§ **WORK TO DO**
Rewrite every line from the one containing "Report one point per instance of the wooden tambourine" through the end of the records, inclusive, and give only those lines, requests included. Scale each x and y coordinate in the answers by 2.4 and round to whole numbers, rounding halves up, while leaving the numbers in the requests and their format samples unchanged.

§ **PROVIDED RECORDS**

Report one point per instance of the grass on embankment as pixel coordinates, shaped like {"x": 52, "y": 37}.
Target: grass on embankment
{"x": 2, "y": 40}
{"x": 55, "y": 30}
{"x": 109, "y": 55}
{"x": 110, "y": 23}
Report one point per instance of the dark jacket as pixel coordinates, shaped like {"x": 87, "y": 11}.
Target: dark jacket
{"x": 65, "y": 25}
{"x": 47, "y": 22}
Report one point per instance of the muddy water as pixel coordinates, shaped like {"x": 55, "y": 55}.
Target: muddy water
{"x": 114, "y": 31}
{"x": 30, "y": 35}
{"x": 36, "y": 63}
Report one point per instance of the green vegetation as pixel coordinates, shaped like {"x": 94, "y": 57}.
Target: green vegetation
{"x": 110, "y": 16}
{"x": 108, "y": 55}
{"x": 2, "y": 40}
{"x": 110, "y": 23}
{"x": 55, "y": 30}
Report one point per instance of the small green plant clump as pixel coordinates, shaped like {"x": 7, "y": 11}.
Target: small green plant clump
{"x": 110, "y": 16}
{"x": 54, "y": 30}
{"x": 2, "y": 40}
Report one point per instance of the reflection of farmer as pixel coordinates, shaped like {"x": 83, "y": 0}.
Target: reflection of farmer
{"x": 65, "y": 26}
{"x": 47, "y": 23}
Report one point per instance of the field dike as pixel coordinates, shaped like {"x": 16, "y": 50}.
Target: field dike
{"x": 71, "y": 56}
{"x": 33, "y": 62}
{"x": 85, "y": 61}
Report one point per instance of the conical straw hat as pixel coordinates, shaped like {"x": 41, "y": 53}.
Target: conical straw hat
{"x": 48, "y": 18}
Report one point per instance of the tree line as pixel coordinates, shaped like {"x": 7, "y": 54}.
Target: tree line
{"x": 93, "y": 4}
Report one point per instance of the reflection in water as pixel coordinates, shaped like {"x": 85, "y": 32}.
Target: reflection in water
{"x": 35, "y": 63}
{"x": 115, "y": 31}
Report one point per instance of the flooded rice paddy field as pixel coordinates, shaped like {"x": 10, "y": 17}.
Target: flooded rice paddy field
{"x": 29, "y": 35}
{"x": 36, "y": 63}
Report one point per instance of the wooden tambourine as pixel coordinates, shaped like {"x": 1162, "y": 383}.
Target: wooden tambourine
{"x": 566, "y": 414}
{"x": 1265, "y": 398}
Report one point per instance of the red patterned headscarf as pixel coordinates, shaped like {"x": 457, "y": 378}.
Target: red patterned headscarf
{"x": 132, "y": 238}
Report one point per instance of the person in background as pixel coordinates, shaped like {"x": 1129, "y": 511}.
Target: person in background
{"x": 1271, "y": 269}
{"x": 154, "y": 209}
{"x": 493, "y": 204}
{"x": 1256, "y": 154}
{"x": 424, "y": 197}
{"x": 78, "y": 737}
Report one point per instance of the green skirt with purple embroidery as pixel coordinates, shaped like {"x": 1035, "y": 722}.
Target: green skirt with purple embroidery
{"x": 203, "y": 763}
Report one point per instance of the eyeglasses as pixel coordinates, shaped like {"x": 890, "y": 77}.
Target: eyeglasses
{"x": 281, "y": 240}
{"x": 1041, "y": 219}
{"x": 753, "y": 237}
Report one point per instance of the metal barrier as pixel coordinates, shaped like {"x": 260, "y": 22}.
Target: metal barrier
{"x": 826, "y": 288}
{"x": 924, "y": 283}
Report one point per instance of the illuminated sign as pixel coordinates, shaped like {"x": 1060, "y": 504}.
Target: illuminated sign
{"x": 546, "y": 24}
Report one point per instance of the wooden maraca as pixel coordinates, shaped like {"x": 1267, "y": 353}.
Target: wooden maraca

§ **RESPONSE FOR THIS EXERCISE**
Report one point per instance of the wooden tambourine as pixel coordinates, shaped like {"x": 1162, "y": 383}.
Target: wooden tambourine
{"x": 1358, "y": 994}
{"x": 3036, "y": 955}
Report one point per instance of the red patterned headscarf as pixel coordinates, shaped like {"x": 457, "y": 378}.
Target: red patterned headscarf
{"x": 317, "y": 571}
Report one point per instance of the person in background as pixel coordinates, shaped like {"x": 1129, "y": 511}.
Target: person in background
{"x": 3050, "y": 646}
{"x": 370, "y": 502}
{"x": 1183, "y": 490}
{"x": 3014, "y": 370}
{"x": 1018, "y": 473}
{"x": 187, "y": 1769}
Report one point per instance of the green skirt with purple embroidery as pixel coordinates, shaped like {"x": 1035, "y": 722}.
Target: green skirt with purple embroidery
{"x": 487, "y": 1831}
Report one point per instance of the eyeglasses as pixel coordinates, shaped like {"x": 890, "y": 77}.
Target: eyeglasses
{"x": 674, "y": 576}
{"x": 2498, "y": 526}
{"x": 1807, "y": 569}
Report one point per instance of the metal barrier as pixel coordinates, shaped like {"x": 260, "y": 22}.
Target: metal barrier
{"x": 1982, "y": 691}
{"x": 2218, "y": 679}
Report one point per instance of the illuminated sign as pixel coordinates, shaped like {"x": 1060, "y": 504}.
Target: illuminated sign
{"x": 1310, "y": 58}
Report one point per instance of the wooden maraca as pixel coordinates, shaped like {"x": 1267, "y": 353}.
Target: wooden maraca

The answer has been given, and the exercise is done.